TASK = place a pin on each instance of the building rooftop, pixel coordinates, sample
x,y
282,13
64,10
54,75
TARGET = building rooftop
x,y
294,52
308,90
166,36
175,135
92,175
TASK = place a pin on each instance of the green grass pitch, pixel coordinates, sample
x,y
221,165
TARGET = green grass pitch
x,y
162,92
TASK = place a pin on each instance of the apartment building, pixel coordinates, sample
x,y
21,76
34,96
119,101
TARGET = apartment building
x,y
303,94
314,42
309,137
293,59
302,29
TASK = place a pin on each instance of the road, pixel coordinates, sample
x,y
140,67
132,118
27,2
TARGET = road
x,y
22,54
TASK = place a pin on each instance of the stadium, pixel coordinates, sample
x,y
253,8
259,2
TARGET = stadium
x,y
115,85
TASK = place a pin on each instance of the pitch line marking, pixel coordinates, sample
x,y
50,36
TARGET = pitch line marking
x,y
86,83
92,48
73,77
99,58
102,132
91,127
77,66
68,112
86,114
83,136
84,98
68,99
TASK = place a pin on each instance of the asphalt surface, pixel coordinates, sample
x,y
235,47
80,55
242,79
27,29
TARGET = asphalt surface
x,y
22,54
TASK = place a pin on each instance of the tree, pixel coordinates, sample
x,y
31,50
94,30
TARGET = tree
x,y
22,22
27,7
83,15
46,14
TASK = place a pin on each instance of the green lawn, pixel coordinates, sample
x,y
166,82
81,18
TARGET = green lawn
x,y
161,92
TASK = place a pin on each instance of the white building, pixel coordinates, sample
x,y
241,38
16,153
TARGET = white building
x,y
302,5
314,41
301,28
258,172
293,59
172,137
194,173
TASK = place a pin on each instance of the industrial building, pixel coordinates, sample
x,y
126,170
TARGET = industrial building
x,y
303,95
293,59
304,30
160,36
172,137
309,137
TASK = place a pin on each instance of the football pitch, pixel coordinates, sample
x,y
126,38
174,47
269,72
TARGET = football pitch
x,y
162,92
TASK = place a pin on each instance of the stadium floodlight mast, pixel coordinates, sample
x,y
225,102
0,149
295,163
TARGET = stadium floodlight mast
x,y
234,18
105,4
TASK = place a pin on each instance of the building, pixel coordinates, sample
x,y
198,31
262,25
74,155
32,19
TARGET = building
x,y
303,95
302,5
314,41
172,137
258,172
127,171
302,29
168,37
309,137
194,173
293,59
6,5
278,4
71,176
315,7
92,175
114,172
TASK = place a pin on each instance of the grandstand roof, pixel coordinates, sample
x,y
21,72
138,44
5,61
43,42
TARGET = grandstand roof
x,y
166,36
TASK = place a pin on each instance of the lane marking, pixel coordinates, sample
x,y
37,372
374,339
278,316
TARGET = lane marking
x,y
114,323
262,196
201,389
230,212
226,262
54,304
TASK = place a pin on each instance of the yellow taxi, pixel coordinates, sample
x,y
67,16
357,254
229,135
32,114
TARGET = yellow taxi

········

What you have to do » Copy out the material word for word and line for line.

Written answer »
TASK = place a pin on each instance of the building rooftop, pixel coordinates, sample
x,y
282,13
64,10
54,75
TARGET = building rooftop
x,y
294,52
308,90
166,36
175,135
92,175
TASK = place a pin on each instance of the green grass pitch, pixel coordinates, sample
x,y
221,165
TARGET = green grass pitch
x,y
162,92
TASK = place a pin on each instance of the apartment building, pixel coordinates, sample
x,y
21,76
34,96
119,101
TARGET = apartment building
x,y
303,94
314,42
309,137
293,59
302,29
TASK = place a pin on each instance of the road, pixel coordinates, sample
x,y
140,67
132,118
27,2
TARGET = road
x,y
22,54
TASK = place a pin on each instance of the stadium, pixel coordinates, sample
x,y
253,8
259,2
TARGET = stadium
x,y
115,85
TASK = place a pin on each instance of the pitch line marking, pixel coordinates, sample
x,y
50,36
TARGET = pitch line marking
x,y
86,83
92,48
73,77
99,58
102,132
91,127
77,66
68,112
86,114
83,136
84,98
68,99
TASK = place a pin on each instance of the asphalt surface, pixel coordinates, sample
x,y
235,47
80,55
242,79
27,29
TARGET = asphalt surface
x,y
22,54
TASK = place a pin on each instance of the tree, pixel coordinates, sample
x,y
31,50
94,30
TARGET = tree
x,y
22,22
27,7
83,15
46,14
TASK = place a pin on each instance of the green lawn, pixel coordinates, sample
x,y
166,82
81,18
TARGET = green lawn
x,y
161,92
TASK = place a pin on each instance of the white building, pixel coordinates, sample
x,y
241,38
16,153
TARGET = white building
x,y
302,5
314,41
301,28
258,172
293,59
172,137
194,173
TASK = place a pin on each instance of the industrial building, pixel coordinates, sample
x,y
126,170
TARGET = industrial building
x,y
303,95
293,59
304,30
160,36
172,137
309,137
TASK = place a pin on each instance of the football pitch, pixel coordinates, sample
x,y
126,38
174,47
269,72
TARGET = football pitch
x,y
162,92
TASK = place a pin on each instance of the stadium floodlight mast, pixel coordinates, sample
x,y
225,102
0,149
295,163
TARGET = stadium floodlight mast
x,y
234,18
105,4
TASK = place a pin on each instance of the building, pixel coordinates, sample
x,y
198,31
262,25
74,155
32,19
TARGET = building
x,y
303,95
302,5
314,41
172,137
258,172
127,171
302,29
168,37
309,137
194,173
293,59
6,5
278,4
71,176
315,7
92,175
114,172
TASK = place a pin on each instance of the grandstand roof, pixel coordinates, sample
x,y
21,72
138,44
5,61
43,42
TARGET = grandstand roof
x,y
166,36
TASK = place a pin on each instance of the lane marking, pixel coordinates, sample
x,y
37,372
374,339
278,316
TARGET = lane marking
x,y
114,323
262,196
201,389
230,212
226,262
54,304
TASK = place a pin on each instance of the yellow taxi, pixel coordinates, sample
x,y
67,16
357,254
229,135
32,114
TARGET = yellow taxi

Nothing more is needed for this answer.